:: Exercise instructions ::
Copy every line of the data below that contains the string "green". Matching is case-sensitive.

[Outline data]
-------------------------

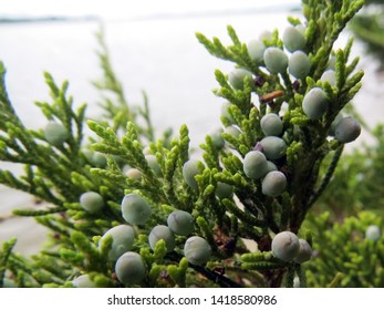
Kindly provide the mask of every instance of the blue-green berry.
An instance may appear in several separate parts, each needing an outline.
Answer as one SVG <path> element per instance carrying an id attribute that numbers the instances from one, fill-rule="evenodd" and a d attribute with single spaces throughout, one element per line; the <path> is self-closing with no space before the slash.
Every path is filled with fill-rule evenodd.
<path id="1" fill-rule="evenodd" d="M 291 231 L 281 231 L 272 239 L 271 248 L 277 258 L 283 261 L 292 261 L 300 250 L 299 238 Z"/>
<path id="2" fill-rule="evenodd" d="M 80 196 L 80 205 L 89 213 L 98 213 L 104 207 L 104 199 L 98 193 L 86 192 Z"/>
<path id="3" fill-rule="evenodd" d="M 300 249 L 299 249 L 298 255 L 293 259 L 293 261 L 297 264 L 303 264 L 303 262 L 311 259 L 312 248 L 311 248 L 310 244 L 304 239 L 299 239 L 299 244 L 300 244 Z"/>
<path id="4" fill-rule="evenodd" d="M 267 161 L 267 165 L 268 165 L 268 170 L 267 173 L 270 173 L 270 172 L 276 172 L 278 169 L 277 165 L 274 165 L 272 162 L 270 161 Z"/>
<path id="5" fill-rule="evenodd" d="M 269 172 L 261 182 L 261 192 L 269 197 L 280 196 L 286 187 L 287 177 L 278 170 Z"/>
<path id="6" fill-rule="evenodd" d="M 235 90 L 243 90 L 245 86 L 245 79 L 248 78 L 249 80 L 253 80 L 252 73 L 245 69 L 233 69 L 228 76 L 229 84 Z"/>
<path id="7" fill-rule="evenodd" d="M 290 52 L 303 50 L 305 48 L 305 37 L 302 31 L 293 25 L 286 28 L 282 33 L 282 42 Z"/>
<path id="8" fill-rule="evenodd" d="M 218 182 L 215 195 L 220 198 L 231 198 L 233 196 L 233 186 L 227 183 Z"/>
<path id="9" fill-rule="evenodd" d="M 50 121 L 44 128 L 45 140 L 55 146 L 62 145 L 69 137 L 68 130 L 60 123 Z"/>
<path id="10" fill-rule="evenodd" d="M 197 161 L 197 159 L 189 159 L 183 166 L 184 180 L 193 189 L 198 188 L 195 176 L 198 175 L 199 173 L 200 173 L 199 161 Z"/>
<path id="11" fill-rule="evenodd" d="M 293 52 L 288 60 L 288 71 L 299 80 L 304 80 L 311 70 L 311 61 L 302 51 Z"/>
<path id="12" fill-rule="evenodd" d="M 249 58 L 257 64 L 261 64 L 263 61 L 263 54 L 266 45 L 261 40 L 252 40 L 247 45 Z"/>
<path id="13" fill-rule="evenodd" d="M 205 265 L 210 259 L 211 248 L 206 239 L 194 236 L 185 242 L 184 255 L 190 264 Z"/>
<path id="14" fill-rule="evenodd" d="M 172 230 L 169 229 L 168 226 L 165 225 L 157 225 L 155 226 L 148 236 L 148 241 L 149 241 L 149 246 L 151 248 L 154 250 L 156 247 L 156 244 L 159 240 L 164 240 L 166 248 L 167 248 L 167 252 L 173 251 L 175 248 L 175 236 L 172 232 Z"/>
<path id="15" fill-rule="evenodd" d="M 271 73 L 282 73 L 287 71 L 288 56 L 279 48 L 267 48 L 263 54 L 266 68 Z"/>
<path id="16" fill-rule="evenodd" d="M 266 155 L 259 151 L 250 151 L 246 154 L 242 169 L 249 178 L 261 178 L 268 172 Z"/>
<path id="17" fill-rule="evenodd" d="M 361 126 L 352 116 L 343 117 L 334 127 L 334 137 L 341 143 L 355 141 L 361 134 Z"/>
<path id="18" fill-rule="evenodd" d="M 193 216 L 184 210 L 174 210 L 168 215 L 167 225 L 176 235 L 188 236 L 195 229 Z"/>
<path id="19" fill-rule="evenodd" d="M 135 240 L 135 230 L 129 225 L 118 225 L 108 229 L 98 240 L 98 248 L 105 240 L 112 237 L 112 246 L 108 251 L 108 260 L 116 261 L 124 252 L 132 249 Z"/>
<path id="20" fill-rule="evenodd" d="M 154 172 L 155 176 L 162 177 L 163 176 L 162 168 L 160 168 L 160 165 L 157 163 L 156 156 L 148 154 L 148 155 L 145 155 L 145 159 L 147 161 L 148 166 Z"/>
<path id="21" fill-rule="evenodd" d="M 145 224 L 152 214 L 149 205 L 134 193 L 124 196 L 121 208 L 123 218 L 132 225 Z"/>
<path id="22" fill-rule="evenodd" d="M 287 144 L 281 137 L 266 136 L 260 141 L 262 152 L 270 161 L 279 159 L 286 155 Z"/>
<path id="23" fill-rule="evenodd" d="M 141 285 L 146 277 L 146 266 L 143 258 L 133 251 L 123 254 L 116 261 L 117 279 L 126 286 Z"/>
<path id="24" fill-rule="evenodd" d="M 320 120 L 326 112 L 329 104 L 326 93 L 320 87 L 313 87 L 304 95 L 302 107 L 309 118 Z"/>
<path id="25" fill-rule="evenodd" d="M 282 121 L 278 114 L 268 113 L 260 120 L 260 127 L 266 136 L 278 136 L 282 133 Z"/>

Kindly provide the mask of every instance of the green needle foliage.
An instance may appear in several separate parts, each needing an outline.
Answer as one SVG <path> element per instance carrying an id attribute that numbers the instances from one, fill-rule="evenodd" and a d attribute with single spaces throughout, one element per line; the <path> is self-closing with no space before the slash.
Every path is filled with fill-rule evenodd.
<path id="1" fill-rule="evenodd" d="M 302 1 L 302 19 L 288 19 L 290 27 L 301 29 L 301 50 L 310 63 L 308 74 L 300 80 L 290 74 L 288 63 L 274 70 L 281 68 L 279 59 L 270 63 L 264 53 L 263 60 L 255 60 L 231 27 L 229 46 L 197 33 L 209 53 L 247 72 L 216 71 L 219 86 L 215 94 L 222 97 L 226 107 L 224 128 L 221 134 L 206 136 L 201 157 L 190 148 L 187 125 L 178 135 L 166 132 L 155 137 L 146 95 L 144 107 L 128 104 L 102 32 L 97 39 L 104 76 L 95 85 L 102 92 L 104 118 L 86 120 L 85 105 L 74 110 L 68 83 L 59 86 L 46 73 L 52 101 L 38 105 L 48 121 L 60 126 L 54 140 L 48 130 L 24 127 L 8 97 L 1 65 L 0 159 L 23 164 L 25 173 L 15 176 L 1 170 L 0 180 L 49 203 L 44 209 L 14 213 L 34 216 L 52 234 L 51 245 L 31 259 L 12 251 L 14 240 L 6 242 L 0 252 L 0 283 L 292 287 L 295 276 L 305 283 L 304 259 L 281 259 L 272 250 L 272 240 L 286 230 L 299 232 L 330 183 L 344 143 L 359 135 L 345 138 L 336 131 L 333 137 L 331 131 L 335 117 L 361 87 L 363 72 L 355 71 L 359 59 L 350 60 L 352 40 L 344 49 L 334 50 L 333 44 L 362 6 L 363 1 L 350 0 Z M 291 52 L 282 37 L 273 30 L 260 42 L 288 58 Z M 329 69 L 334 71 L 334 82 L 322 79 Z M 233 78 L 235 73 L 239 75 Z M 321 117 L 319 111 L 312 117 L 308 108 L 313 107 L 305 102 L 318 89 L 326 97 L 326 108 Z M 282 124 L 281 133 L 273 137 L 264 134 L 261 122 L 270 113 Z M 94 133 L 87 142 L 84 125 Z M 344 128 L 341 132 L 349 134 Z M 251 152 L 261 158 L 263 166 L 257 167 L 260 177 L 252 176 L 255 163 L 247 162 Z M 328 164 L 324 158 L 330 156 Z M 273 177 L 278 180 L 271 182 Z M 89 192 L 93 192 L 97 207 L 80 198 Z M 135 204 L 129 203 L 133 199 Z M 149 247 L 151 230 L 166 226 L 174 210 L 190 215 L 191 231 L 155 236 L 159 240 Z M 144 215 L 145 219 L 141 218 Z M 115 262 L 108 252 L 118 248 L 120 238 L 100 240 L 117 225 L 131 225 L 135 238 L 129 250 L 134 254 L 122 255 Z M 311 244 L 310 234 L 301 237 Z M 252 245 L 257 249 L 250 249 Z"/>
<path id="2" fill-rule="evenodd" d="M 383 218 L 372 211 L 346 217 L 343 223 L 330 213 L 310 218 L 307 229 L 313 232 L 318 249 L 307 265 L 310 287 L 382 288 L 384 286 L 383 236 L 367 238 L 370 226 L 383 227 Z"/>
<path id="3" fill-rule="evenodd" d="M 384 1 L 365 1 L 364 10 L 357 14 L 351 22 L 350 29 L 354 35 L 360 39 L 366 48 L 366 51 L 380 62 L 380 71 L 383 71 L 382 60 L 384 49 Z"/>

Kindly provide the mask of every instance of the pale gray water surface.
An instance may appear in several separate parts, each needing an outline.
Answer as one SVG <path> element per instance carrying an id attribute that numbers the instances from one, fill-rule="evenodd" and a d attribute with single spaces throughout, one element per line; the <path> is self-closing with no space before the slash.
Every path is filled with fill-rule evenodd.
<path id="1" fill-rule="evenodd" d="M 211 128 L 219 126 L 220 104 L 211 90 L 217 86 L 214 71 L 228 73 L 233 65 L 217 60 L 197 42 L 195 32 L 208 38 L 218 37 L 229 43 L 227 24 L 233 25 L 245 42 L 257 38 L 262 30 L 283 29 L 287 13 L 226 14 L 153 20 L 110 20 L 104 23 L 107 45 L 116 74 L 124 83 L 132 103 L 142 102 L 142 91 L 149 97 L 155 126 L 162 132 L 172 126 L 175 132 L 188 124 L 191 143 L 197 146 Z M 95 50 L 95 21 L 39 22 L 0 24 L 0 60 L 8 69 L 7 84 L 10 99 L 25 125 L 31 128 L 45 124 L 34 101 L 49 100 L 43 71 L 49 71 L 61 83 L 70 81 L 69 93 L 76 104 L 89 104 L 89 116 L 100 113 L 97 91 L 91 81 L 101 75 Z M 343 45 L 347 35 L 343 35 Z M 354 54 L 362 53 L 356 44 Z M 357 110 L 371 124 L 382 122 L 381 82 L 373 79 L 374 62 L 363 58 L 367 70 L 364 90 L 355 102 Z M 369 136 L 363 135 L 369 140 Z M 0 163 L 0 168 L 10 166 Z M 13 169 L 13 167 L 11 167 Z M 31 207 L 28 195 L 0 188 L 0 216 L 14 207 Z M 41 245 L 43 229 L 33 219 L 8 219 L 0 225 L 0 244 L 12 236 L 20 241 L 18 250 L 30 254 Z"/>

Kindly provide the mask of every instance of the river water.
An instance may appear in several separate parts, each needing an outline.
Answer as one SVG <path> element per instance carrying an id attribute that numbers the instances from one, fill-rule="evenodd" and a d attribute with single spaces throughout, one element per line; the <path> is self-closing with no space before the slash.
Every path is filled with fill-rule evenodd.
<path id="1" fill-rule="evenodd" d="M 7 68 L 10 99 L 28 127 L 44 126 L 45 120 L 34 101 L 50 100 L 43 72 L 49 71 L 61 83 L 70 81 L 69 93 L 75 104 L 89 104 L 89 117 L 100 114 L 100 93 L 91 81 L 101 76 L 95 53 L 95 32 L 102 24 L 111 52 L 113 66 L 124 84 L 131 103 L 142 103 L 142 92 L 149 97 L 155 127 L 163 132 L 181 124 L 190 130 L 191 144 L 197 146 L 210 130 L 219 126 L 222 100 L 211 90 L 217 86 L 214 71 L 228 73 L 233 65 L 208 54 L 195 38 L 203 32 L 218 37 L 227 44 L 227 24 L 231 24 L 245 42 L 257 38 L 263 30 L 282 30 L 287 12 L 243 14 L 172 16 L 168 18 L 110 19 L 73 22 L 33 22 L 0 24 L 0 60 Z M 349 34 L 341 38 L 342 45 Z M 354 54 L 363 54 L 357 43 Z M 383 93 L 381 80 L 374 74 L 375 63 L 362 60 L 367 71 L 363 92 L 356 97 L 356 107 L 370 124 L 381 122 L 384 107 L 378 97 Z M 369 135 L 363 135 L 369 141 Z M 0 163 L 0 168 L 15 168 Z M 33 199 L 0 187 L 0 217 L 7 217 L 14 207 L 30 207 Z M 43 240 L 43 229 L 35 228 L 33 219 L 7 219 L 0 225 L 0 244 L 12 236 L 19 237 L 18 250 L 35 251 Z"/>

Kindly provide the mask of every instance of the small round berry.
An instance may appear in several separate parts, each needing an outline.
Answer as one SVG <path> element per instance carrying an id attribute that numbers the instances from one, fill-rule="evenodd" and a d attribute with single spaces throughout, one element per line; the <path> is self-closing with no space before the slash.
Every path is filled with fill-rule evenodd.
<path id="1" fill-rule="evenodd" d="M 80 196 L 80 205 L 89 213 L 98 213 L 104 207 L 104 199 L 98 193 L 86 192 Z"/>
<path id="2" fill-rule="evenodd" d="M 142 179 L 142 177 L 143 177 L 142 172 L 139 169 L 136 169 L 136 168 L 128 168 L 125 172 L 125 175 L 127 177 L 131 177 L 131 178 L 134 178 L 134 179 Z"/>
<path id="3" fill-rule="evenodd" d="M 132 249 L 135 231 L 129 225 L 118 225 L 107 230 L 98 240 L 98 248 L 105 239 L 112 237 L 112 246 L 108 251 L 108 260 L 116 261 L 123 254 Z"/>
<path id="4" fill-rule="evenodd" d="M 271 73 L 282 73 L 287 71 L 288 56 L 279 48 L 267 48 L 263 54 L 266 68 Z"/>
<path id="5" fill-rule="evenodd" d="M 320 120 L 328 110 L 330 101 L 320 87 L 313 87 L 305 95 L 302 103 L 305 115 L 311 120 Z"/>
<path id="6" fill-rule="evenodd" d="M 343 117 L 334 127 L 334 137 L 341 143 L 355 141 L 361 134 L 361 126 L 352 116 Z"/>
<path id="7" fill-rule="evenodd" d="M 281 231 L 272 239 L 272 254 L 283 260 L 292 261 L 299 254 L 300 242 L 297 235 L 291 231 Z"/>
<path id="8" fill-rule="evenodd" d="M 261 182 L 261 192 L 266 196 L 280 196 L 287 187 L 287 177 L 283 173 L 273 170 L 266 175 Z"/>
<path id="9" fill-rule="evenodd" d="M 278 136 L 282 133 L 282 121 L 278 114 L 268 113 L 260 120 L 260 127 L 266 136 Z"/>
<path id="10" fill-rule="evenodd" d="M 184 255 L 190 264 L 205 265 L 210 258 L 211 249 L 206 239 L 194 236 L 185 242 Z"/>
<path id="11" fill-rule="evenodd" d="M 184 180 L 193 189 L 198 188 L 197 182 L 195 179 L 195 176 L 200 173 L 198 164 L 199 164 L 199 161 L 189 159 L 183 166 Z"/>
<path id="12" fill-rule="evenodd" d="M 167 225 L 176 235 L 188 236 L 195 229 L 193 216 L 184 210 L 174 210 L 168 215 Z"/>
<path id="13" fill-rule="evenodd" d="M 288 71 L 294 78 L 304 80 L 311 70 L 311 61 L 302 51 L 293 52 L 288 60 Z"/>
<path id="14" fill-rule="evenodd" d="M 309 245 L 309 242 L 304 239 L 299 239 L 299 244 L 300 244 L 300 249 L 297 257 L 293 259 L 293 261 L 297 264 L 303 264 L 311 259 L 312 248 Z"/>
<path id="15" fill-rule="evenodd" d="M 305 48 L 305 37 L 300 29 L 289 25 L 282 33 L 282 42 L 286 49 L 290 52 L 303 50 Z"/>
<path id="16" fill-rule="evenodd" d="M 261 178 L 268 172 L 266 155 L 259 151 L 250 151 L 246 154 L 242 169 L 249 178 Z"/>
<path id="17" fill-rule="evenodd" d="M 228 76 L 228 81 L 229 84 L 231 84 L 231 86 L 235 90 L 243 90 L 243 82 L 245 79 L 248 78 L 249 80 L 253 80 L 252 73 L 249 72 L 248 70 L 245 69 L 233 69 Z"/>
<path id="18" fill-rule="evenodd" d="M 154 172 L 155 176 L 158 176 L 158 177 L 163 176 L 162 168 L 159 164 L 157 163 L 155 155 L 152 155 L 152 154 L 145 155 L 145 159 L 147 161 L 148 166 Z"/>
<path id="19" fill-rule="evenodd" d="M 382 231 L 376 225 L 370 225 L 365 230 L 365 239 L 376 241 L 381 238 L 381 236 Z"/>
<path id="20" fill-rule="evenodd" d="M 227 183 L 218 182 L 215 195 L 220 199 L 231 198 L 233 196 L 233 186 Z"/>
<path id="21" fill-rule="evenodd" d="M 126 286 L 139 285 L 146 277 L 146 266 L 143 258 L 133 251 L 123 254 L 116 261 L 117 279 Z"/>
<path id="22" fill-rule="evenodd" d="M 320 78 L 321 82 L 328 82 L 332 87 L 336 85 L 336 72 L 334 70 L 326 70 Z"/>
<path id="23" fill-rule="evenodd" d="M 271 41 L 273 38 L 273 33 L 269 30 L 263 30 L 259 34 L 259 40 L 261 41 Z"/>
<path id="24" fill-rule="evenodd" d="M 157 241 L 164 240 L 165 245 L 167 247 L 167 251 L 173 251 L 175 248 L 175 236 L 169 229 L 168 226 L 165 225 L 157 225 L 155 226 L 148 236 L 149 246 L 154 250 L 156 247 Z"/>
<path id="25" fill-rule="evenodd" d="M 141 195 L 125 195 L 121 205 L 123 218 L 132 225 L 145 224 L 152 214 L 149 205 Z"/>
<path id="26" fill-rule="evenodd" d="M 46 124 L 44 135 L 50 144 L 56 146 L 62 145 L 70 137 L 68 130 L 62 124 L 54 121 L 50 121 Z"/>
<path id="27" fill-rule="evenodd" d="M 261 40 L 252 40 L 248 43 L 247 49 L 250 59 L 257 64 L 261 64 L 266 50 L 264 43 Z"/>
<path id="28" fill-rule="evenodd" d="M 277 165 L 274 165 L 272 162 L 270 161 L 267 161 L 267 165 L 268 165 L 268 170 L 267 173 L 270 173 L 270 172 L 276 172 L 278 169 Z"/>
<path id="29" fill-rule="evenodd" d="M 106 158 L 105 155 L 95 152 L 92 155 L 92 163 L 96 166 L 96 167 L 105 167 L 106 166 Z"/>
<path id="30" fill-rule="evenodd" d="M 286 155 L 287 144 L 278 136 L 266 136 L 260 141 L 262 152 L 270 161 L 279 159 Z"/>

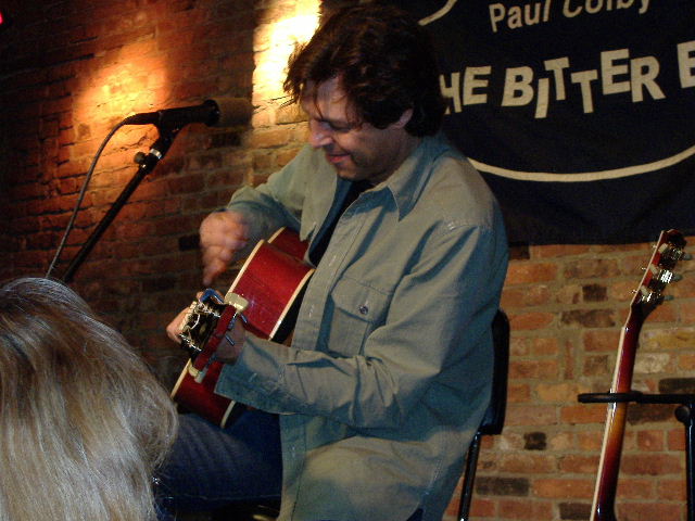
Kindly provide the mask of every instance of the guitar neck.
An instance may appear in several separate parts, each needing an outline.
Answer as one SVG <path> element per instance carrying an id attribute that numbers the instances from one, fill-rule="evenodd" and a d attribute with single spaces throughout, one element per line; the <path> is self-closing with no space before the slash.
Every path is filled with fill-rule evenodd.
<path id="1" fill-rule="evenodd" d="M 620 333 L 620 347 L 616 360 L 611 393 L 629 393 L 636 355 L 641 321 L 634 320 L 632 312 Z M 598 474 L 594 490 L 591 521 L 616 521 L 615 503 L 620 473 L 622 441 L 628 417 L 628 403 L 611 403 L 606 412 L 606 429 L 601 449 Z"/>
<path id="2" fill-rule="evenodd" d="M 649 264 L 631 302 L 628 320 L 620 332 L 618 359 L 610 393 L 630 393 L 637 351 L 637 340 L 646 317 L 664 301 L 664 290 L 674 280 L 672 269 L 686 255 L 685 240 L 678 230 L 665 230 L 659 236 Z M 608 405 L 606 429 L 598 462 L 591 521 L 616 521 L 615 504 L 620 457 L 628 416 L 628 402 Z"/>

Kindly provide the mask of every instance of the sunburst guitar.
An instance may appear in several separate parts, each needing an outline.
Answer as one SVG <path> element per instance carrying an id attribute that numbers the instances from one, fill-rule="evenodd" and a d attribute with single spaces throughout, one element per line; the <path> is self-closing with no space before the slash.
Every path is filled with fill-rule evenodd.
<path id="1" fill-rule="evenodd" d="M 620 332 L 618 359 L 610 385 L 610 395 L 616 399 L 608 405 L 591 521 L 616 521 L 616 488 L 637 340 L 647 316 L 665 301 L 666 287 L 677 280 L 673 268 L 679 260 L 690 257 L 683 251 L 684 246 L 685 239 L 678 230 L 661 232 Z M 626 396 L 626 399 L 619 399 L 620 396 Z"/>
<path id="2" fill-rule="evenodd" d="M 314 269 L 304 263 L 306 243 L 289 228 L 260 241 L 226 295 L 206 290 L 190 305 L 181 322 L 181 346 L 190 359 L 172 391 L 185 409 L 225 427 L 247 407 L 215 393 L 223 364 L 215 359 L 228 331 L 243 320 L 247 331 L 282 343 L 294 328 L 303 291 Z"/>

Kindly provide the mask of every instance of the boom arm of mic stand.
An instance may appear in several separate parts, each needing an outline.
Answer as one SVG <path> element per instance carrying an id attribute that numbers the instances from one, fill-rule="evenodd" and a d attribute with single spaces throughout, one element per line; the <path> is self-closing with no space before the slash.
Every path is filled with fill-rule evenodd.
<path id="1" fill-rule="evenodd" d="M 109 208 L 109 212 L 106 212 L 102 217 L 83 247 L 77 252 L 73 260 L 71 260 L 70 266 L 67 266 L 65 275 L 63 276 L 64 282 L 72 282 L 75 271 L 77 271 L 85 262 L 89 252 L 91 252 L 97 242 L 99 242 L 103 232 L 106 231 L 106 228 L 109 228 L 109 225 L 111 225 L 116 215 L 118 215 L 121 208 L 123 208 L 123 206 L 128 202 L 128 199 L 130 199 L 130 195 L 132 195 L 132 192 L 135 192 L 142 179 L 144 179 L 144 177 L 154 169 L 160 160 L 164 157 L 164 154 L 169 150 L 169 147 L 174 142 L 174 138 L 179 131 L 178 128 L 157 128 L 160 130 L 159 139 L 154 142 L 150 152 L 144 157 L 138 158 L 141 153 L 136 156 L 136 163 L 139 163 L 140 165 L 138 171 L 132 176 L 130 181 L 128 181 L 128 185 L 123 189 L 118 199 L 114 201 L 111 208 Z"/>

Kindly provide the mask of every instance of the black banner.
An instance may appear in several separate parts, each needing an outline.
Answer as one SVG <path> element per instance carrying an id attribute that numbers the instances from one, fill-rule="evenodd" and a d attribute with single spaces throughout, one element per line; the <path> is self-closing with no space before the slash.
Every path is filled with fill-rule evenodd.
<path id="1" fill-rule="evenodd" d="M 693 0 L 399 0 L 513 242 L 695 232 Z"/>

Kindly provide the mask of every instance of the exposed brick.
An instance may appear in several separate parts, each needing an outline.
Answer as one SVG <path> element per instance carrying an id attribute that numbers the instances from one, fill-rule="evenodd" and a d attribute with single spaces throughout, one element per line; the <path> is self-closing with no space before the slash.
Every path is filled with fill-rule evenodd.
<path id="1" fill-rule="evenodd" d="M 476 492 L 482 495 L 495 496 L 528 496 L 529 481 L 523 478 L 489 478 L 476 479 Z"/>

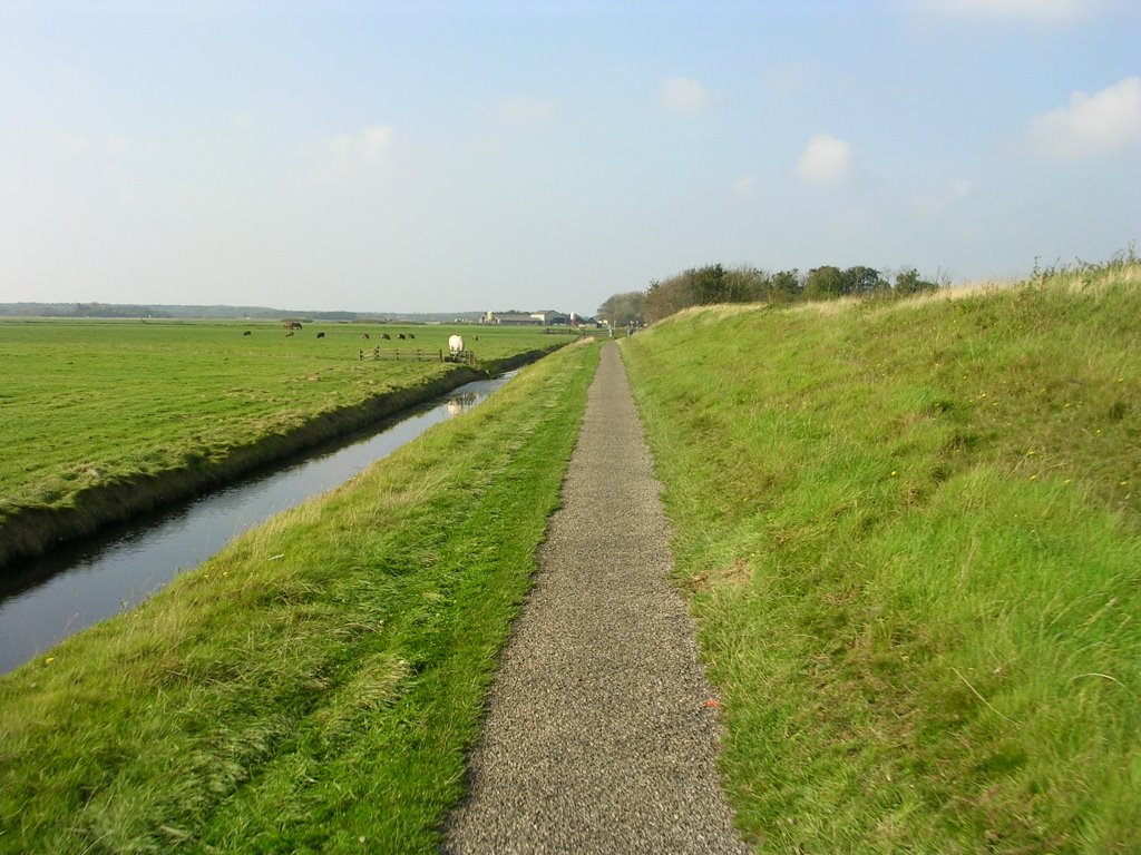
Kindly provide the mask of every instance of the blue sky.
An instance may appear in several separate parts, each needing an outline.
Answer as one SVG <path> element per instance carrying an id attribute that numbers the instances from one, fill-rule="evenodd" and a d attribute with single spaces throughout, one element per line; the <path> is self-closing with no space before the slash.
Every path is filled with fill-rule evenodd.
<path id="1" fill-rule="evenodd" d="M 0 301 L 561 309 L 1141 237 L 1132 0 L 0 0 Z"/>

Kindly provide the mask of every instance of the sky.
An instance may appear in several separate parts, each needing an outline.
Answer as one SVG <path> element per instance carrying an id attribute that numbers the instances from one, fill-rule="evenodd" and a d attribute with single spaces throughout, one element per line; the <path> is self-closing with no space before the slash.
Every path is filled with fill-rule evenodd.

-------------------------

:: Full solution ::
Kindly provide the mask of every instance of the blue-green berry.
Kindly provide the mask of every instance of the green needle foliage.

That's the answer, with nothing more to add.